Segment Start: Provided data

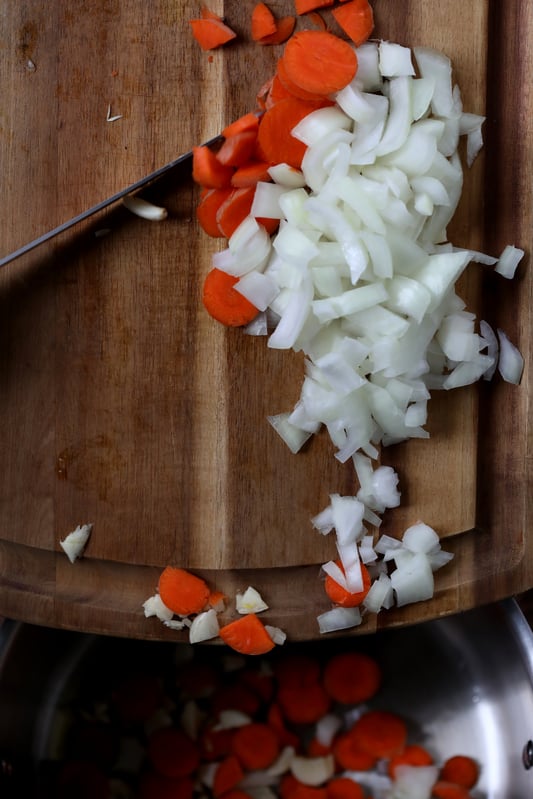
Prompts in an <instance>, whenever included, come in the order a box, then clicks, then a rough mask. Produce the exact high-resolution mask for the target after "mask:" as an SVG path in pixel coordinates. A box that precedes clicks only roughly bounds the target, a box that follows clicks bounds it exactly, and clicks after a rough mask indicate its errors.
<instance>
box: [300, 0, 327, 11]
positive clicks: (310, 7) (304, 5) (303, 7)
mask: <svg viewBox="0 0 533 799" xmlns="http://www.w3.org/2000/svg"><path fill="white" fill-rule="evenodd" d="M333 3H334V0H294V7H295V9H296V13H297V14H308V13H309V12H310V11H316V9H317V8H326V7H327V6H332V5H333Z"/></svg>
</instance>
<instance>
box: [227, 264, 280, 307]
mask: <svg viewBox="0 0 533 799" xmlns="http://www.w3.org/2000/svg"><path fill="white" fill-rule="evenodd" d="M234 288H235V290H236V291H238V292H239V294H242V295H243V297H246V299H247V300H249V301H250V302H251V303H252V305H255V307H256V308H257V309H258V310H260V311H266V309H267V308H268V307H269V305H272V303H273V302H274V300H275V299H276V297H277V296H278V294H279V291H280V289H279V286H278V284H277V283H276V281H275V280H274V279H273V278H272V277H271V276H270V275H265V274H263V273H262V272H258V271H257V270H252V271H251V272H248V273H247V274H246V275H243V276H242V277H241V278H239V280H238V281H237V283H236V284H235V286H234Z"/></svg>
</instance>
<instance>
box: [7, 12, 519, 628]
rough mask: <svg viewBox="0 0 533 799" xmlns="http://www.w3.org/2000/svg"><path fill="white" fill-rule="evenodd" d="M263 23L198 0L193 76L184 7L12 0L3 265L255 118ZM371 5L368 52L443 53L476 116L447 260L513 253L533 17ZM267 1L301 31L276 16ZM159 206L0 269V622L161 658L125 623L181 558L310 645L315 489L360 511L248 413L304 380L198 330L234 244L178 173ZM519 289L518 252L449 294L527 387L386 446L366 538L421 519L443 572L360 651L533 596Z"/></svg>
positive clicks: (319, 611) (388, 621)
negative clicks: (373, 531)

Segment End: Provided data

Required action >> Leaving all pictures aside, quote each record exactly.

Task solution >>
Prompts in an <instance>, whenever included, come in the order a box, then clicks, then a rough mask. Produce the exact high-resolution mask for the target after "mask:" as an SVG path in pixel coordinates. A box that precedes clicks only roughly bounds the target, a box that follows clicks bounds it exactly, and clicks after a rough mask indicate its errors.
<instance>
box: [300, 0, 327, 11]
positive clicks: (310, 7) (304, 5) (303, 7)
mask: <svg viewBox="0 0 533 799" xmlns="http://www.w3.org/2000/svg"><path fill="white" fill-rule="evenodd" d="M333 3H334V0H294V7H295V9H296V13H297V14H308V13H309V12H310V11H316V9H317V8H326V7H327V6H332V5H333Z"/></svg>
</instance>
<instance>
box: [227, 264, 280, 307]
mask: <svg viewBox="0 0 533 799" xmlns="http://www.w3.org/2000/svg"><path fill="white" fill-rule="evenodd" d="M234 288H235V290H236V291H238V292H239V294H242V295H243V297H246V299H247V300H249V301H250V302H251V303H252V305H255V307H256V308H257V309H258V310H260V311H266V309H267V308H268V307H269V305H272V303H273V302H274V300H275V299H276V297H277V296H278V294H279V291H280V289H279V286H278V284H277V283H276V281H275V280H274V279H273V278H272V277H271V276H270V275H265V274H263V273H262V272H258V271H257V270H252V271H251V272H248V273H247V274H246V275H243V276H242V277H241V278H239V280H238V281H237V283H236V284H235V286H234Z"/></svg>
</instance>
<instance>
box: [7, 12, 519, 628]
rough mask: <svg viewBox="0 0 533 799" xmlns="http://www.w3.org/2000/svg"><path fill="white" fill-rule="evenodd" d="M263 23L198 0L193 76L184 7L12 0L3 265L255 118ZM371 5L368 52L443 53L476 116L447 260L513 253L533 17ZM267 1L301 31L276 16ZM159 206L0 269V622L161 658L125 623L181 558L310 645L315 489L360 511L248 413L304 380L198 330L234 244L178 173ZM519 289L518 252L449 294L527 387L386 446L366 538L421 519L443 572L360 651L533 596Z"/></svg>
positive clicks: (319, 611) (388, 621)
negative clicks: (373, 531)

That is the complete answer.